Праздник Победы, как известно, состоялся не сразу, а спустя некоторое время, 24 июня 1945 года. Был хмурый, дождливый день – не было тогда авиации, разгоняющей облака. Николай Вирта вместе с другими писателями из радиостудии, оборудованной в ГУМе, комментировал парад Победы, непосредственно наблюдая его в витринные окна пассажа. Меня взяли с собой на парад Олег Леонидович Леонидов с женой, и я стояла в первом ряду слева от мавзолея вместе с другими детьми.
Кто-то из взрослых приподнял меня, и я видела, как с десятым ударом кремлевских курантов из ворот Спасской башни на белом коне выехал маршал Жуков, к нему навстречу на вороном коне подъехал Рокоссовский, и они вдвоем начали объезд построившихся по стойке «смирно» войсковых частей. В ответ на их приветствия войска отвечали раскатистым «у-р-р-р-ра!», и два прославленных полководца скакали дальше.

= = =

Указания –
• a. Определите, согласуются ли с отрывком утверждения (i), (ii) и (iii). На каждое ответьте «да» или «нет» и дословно процитируйте решающие слова отрывка.
(i) Парад Победы прошел 24 июня 1945 года.
(ii) Маршал Жуков выехал из ворот Спасской башни на вороном коне.
(iii) Николай Вирта комментировал парад из радиостудии в ГУМе.
• b. Соберите из записей все строки со словом «netting». Регистр учитывается.

= = =

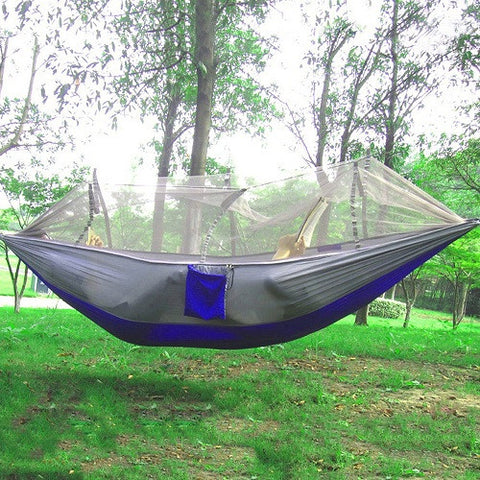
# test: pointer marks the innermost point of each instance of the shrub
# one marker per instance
(386, 308)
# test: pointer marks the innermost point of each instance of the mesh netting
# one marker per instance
(351, 204)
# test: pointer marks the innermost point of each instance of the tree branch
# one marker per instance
(13, 143)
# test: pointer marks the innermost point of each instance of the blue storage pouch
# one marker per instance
(205, 291)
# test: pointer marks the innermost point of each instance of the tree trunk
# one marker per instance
(460, 302)
(361, 316)
(206, 72)
(391, 124)
(163, 171)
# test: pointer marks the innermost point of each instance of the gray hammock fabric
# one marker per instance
(200, 262)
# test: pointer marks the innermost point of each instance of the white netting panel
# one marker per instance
(348, 204)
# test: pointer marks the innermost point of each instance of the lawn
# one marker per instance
(345, 403)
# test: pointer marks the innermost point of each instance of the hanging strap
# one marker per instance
(92, 210)
(353, 212)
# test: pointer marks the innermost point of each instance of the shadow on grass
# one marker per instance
(62, 417)
(18, 474)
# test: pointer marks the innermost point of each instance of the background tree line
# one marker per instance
(197, 71)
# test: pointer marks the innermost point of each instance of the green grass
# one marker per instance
(345, 403)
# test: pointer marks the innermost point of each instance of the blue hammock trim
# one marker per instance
(237, 337)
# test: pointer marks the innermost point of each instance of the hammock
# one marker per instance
(202, 262)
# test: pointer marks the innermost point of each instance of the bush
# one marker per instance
(385, 308)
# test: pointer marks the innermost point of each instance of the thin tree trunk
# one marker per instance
(163, 171)
(206, 71)
(391, 126)
(460, 302)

= = =

Ответы по заданиям –
• a.
(i) Да: «спустя некоторое время, 24 июня 1945 года».
(ii) Нет: «на белом коне выехал маршал Жуков».
(iii) Да: «из радиостудии, оборудованной в ГУМе, комментировал парад Победы».

• b.
# test: pointer marks the innermost point of each instance of the mesh netting
# test: pointer marks the innermost point of each instance of the white netting panel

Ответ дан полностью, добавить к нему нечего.